━━━━━ Estratto della pagina ━━━━━
La Cina non è modello per tanti punti di vista, a partire dai diritti umani e civili, ma la pandemia ha messo in luce dei nuovi scenari che la vedono protagonista di nuovi equilibri mondiali. «Le fragilità recentemente emerse dell’America e l’impreparazione dell’Europa lasciano ampio spazio alla Cina. Secondo la WELT (World Economic League Table) – è la constatazione – l’abile gestione della pandemia ha migliorato la performance economica della Cina rispetto ad altri Paesi, compresi quelli occidentali come gli Stati Uniti e i Paesi dell’Unione Europea, per cui si stima che la Cina diventerà la prima economia al mondo, superando l’economia degli Stati Uniti entro il 2028, ossia con 5 anni di anticipo rispetto a quanto previsto prima della pandemia». Morgan Stanley prevede che l’economia cinese si espanderà del 9% durante il 2021 registrando la crescita maggiore di tutti gli altri Paesi del mondo (fatta eccezione per l’India che dovrebbe crescere del 9,8% entro lo stesso anno). «Del resto, una crescita economica si è registrata in Cina anche nel trascorso 2020, con un aumento del 2% nonostante la pandemia. È necessario porsi le giuste domande e fare raffronti su basi scientifiche per capire come la gestione della salute e della pandemia stia diventando l’ago della bilancia mondiale e abbia accelerato la corsa, ormai inarrestabile, della Cina».
La scienziata evidenzia i dati del rapporto della China International Development Cooperation Agency secondo cui sono stati donati materiali a più di 150 paesi e regioni del mondo. Tra questi sono inclusi forniture medico-sanitarie inviate in oltre 50 paesi africani e a 81 appartenenti alla Nuova Via della Seta. Dal 1° marzo al 31 maggio 2020, la Cina ha esportato materiali sanitari in 200 tra Paesi e regioni per un totale in soli tre mesi di: 70,6 miliardi di mascherine, 340 milioni di tute protettive, 115 milioni di occhiali, 225 milioni di test, oltre 40 milioni di termometri a infrarossi, 97 mila ventilatori e ha anche annunciato la sospensione del rimborso del debito di 77 paesi in via di sviluppo.
«Uno studio della Stanford University ha identificato parte di questi aiuti come uno sforzo della Cina di dare di sé l’immagine di un leader globale responsabile, la chiamano mask diplomacy. Parte di questa immagine è stata appositamente creata utilizzando i social media. Nel frattempo, i giornalisti e gli attivisti che denunciano vengono arrestati e torturati. Insieme a Zhang Zhan, la giornalista indipendente cinese condannata da un tribunale di Shanghai a 4 anni di carcere per aver documentato l’esordio della pandemia a Wuhan, ce ne sono almeno altri 47 attualmente detenuti per lo stesso motivo».
━━━━━
◆ **Compito**
Per favore, indica di quanto Morgan Stanley prevede che si espanderà l'economia cinese nel 2021, secondo l'estratto sulla Cina e la pandemia.
━━━━━ I dati ━━━━━
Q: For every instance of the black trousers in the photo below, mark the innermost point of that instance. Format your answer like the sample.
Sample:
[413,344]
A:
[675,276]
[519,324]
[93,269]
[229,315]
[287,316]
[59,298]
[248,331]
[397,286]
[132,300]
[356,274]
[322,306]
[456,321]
━━━━━
◆ **Compito svolto**
Del 9%.